>> BEGIN
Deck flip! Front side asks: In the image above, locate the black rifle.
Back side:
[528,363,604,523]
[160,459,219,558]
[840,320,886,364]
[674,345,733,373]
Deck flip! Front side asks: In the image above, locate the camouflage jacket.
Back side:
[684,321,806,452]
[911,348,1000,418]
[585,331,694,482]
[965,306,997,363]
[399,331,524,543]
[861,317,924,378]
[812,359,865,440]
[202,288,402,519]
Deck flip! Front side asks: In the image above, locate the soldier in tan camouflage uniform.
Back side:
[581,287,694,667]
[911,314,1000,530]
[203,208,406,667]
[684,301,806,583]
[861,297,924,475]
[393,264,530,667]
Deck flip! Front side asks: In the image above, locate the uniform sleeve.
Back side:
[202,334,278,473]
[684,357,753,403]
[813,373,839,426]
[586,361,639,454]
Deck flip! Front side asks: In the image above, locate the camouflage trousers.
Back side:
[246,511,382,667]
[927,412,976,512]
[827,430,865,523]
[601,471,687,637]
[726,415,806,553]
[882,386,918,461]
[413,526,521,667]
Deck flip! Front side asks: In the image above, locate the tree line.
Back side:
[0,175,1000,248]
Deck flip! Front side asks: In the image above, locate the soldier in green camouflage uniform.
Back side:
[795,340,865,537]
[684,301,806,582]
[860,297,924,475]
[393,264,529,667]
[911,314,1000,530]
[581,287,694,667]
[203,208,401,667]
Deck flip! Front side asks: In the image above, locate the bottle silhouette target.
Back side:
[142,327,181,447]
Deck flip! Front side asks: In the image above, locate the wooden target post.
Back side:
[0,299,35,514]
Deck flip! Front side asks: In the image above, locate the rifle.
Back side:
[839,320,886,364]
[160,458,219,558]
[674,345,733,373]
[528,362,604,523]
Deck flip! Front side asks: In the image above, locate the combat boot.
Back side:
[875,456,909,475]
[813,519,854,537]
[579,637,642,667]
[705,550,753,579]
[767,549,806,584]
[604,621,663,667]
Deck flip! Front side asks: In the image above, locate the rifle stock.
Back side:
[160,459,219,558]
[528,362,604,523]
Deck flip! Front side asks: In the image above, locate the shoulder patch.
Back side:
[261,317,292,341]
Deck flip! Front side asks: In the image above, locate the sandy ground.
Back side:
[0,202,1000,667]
>> END
>> BEGIN
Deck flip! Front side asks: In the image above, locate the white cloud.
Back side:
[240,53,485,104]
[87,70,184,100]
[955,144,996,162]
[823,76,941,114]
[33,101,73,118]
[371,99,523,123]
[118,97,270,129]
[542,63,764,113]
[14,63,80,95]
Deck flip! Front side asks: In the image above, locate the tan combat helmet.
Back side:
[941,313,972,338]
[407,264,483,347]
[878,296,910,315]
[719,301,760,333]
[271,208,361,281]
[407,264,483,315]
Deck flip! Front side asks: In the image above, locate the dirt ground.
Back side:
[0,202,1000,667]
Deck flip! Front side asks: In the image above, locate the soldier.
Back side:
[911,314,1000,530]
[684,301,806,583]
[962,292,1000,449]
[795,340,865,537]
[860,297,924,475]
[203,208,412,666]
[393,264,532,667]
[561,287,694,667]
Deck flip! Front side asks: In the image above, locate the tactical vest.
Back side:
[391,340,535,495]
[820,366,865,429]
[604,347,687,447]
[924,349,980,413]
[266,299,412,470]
>> END
▶ EXERCISE BRIEF: Reproduce verbatim the part of the records that opens with the line containing "locate the soldier." and closes with the line containing "[561,287,694,667]", including both of those lines.

▶ EXERCISE OUTPUT:
Deck flip! Front side asks: In the image above, locate the soldier.
Back side:
[911,314,1000,530]
[684,301,806,583]
[962,292,1000,449]
[795,340,865,537]
[860,297,924,475]
[203,208,412,666]
[393,264,532,667]
[561,287,694,667]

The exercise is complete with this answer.